Exercise brief> Rewrite each of the following lines, substituting "Label" for every occurrence of "Target" and leaving all other text unchanged.

Information supplied>
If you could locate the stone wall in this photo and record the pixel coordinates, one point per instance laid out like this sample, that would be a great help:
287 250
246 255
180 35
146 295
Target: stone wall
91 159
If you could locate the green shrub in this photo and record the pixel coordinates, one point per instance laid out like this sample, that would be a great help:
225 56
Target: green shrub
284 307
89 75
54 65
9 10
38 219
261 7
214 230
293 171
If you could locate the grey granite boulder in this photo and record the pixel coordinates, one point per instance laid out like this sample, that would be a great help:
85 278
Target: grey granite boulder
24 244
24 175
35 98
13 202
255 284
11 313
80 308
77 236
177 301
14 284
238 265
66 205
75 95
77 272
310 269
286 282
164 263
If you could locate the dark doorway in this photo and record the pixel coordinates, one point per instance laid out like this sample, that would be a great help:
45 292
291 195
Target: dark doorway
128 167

Written reply>
If you could locate the stone wall in this photo and record the pixel coordinates, one point per instance laid out like this sample, that would be a great help:
287 250
246 255
180 35
146 295
Label: stone wall
91 159
If you could locate the green shrub in this photo and record the pixel coordinates, one point per instance laid out like this sample, that would be a great help:
225 56
Label: green shrub
284 307
89 75
54 65
9 10
38 219
261 7
214 230
293 171
If you could locate the grey granite boulder in this photo and record the pixel coordinates, one point per instance laid out like this sample, that would be a great help:
85 278
Label: grey granite boulder
24 244
24 175
35 98
13 202
255 284
11 313
80 308
77 236
177 301
14 284
238 265
66 205
75 95
77 272
310 269
286 282
164 263
If you could locate the dark doorway in this photo and record the pixel coordinates, one point per instance laid out like this sample, that would be a great help:
45 292
291 195
Label: dark doorway
128 167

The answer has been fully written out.